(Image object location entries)
'''

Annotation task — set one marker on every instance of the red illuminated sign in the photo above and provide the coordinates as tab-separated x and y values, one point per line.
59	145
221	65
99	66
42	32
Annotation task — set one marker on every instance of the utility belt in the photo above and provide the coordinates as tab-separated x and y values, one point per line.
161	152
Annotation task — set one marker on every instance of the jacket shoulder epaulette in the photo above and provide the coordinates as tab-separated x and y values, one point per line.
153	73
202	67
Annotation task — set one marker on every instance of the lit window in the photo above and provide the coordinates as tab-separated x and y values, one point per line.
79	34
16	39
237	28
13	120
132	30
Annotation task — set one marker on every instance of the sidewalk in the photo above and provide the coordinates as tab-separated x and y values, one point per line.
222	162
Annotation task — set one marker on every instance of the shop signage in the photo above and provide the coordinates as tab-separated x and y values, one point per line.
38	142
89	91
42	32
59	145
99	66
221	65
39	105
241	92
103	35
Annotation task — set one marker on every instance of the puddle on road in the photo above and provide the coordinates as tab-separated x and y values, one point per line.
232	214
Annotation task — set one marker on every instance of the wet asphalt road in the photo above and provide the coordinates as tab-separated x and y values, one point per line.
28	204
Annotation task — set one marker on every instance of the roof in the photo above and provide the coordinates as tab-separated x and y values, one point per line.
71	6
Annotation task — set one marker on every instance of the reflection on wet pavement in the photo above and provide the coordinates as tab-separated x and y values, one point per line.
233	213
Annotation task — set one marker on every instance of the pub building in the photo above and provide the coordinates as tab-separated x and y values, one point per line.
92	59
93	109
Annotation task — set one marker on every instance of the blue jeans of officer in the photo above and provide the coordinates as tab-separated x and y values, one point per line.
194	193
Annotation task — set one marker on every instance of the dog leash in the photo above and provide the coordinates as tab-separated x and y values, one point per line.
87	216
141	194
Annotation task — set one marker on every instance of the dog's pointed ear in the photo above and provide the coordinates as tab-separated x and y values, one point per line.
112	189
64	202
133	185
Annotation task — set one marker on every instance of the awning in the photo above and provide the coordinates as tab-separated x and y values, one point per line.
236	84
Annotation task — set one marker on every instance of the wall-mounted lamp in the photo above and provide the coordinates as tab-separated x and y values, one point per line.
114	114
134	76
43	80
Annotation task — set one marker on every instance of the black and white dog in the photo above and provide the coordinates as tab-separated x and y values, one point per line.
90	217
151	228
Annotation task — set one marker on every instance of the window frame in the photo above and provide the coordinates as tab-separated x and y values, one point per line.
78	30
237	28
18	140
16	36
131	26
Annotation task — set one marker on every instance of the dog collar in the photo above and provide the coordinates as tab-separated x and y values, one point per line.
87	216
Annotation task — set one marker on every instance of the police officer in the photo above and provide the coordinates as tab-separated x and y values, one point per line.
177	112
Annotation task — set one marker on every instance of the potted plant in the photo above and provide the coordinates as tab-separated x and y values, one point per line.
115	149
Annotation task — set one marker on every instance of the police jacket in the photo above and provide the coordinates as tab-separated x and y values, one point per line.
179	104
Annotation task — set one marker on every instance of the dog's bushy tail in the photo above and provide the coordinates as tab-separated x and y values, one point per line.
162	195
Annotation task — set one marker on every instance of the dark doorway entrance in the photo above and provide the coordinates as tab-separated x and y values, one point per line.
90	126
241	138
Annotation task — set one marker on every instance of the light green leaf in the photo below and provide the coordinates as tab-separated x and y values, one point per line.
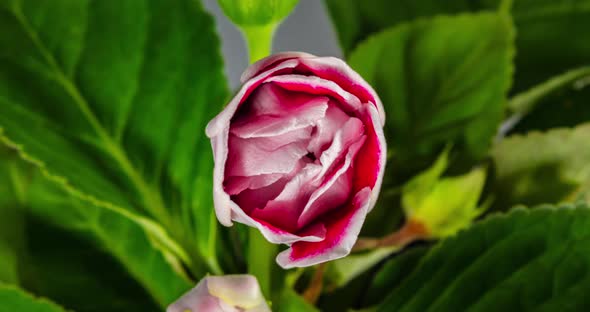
292	302
122	235
356	20
110	99
449	206
437	90
12	240
527	260
523	102
346	269
14	299
392	273
542	167
544	42
72	270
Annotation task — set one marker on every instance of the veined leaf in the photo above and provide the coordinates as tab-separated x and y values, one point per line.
357	20
72	270
526	260
437	90
14	299
120	234
544	39
12	239
110	98
542	167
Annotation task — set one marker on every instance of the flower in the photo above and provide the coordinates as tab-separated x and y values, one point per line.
228	293
300	154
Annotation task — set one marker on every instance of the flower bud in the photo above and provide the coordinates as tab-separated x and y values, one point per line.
226	293
248	13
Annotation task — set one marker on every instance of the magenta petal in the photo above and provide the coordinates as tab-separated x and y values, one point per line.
326	128
343	227
218	131
276	235
267	123
318	86
284	210
266	63
351	132
249	157
334	192
335	69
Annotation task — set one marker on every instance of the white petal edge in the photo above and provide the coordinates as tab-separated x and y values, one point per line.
343	247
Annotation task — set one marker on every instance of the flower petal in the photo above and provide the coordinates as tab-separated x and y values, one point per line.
370	161
218	131
334	192
250	157
336	70
342	229
284	210
318	86
196	299
241	291
267	62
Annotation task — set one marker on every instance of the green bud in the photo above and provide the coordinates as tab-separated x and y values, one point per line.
249	13
257	19
444	205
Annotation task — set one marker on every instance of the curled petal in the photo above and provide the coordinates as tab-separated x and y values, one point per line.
342	229
228	293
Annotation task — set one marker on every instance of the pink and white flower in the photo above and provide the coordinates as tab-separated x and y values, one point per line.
300	155
228	293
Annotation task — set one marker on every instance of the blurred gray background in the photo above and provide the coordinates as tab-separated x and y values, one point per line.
307	29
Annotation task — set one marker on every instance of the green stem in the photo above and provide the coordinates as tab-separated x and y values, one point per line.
259	40
261	253
261	256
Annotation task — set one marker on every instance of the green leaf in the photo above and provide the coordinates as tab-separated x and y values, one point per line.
392	273
75	272
544	42
527	260
292	302
437	90
12	241
111	98
523	102
14	299
357	20
557	102
122	235
542	167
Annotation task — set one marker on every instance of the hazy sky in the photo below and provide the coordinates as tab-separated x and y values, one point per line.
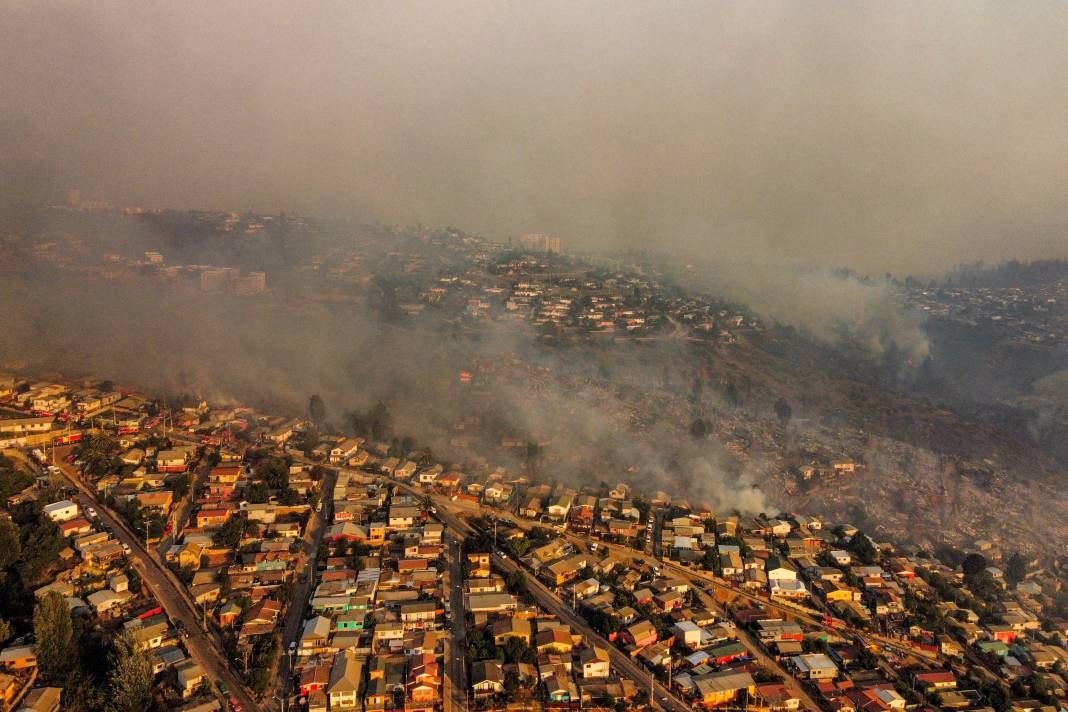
879	136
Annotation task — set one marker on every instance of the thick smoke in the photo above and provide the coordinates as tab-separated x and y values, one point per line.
893	137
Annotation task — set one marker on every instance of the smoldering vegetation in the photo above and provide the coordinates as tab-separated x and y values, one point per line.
584	418
901	137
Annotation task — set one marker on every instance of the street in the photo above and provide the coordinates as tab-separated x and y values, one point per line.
170	594
298	604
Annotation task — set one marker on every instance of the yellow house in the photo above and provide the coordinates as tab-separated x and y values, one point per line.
156	500
376	534
719	689
189	555
480	565
9	687
556	641
841	594
512	628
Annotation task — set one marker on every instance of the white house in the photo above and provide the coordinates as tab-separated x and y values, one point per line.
63	510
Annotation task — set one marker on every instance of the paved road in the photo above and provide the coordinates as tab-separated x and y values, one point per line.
181	517
549	601
754	647
708	580
456	686
295	612
170	594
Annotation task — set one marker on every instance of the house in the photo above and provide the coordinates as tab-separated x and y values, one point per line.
190	678
403	518
790	588
688	634
17	658
935	681
553	641
423	683
63	510
480	564
640	634
9	687
716	689
778	569
594	663
346	677
315	634
106	601
207	519
815	666
490	602
561	687
345	449
75	527
172	460
559	508
511	627
43	699
487	678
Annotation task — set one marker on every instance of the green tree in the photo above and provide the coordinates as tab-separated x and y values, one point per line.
316	409
973	564
258	493
783	410
81	693
53	630
1016	569
11	544
231	533
129	681
182	485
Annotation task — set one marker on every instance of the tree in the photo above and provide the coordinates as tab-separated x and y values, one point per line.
231	533
82	693
862	548
316	409
783	410
53	630
1016	569
533	455
258	493
379	421
973	564
182	485
275	471
98	454
129	682
11	546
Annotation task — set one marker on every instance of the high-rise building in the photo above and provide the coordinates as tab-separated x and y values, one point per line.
540	242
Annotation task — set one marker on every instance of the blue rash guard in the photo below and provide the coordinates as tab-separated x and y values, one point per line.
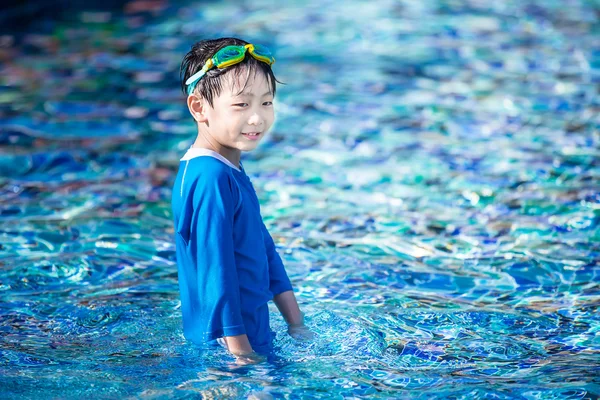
228	267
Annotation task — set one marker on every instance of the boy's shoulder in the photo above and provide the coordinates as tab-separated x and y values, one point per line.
209	174
207	165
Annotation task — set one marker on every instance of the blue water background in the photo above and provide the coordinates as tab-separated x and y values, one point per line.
432	183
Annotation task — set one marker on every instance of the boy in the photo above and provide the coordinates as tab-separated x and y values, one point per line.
228	267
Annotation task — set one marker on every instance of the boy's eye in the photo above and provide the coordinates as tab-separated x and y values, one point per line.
268	103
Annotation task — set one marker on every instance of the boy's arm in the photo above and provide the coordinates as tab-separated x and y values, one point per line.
238	345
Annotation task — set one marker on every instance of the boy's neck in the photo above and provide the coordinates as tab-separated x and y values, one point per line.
233	155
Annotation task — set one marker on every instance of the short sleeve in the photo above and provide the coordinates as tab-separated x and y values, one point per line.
279	281
213	287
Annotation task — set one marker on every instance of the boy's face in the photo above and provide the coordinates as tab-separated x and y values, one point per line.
234	115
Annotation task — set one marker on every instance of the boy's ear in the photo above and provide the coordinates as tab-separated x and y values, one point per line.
197	107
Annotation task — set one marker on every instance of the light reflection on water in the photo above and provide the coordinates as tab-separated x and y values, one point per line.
431	183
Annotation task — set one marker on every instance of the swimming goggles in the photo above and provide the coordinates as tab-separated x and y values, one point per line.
230	55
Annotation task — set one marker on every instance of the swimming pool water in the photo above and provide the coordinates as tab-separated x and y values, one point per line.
431	182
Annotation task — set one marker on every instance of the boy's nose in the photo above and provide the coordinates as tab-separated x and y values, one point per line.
255	119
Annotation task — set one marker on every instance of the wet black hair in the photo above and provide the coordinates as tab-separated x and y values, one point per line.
210	85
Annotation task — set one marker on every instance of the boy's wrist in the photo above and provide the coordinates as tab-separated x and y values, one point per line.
297	323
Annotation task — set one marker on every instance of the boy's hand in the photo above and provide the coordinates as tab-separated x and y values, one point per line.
300	332
250	358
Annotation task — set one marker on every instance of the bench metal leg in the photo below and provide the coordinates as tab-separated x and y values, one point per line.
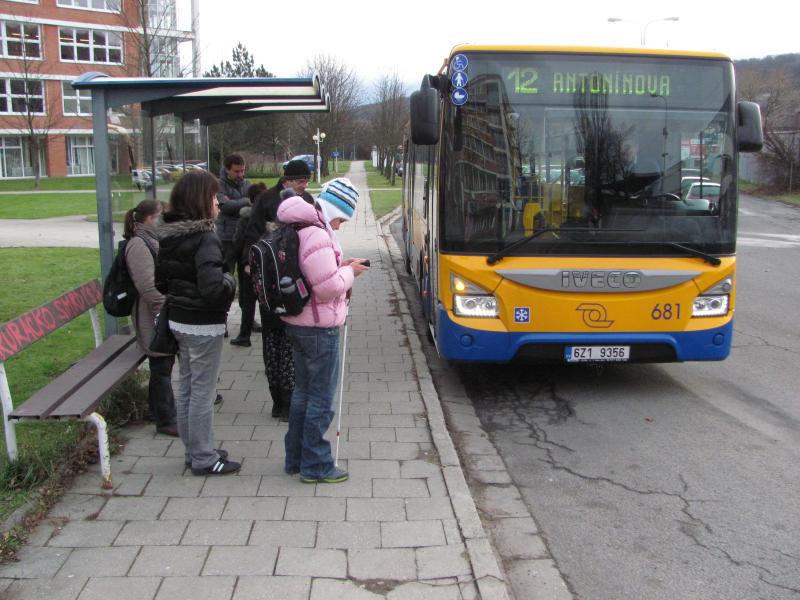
8	407
102	446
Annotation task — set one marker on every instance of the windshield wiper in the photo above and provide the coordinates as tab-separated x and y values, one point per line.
498	256
712	260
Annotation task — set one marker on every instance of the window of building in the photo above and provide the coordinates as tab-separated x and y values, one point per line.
164	57
80	155
15	158
76	102
90	45
21	96
161	14
20	40
107	5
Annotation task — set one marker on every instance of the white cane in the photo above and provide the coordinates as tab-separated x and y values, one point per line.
341	398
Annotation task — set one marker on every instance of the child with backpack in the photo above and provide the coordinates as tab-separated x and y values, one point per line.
140	253
315	332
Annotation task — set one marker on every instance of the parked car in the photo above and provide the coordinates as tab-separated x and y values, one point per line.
308	158
686	183
703	195
142	179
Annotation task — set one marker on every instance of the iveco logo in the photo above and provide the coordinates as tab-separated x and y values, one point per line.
600	279
595	316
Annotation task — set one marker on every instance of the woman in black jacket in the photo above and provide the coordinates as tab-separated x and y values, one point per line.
199	292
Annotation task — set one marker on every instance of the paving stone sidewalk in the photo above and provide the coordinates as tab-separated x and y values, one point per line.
403	527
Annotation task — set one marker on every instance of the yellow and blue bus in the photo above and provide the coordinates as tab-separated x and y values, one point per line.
546	205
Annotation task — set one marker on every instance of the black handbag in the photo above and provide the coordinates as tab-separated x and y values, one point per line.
163	342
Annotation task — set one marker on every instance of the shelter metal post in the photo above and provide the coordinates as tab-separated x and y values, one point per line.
102	170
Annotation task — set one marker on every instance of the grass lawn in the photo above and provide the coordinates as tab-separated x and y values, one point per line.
33	276
44	205
377	180
62	183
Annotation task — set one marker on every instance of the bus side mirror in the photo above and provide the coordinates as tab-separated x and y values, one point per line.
425	116
751	137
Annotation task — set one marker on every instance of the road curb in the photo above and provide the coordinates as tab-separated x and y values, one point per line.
489	577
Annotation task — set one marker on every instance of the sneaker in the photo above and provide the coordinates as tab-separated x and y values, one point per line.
335	476
223	454
222	467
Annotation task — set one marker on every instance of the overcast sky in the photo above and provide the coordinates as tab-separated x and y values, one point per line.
413	37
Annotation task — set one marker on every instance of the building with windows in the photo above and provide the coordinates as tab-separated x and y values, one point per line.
45	44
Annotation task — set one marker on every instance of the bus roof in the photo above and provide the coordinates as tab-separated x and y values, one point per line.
587	50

'''

▶ [DIRECTION]: Repeat the lines word for word, from the line that contains "the bus roof" down to the end of the records, including both ends.

▶ [THE OUTPUT]:
Annotation task — set one marker on every instance of the bus roof in the photo above and provide the coordinates as tab-separated x and y values, one point per line.
587	50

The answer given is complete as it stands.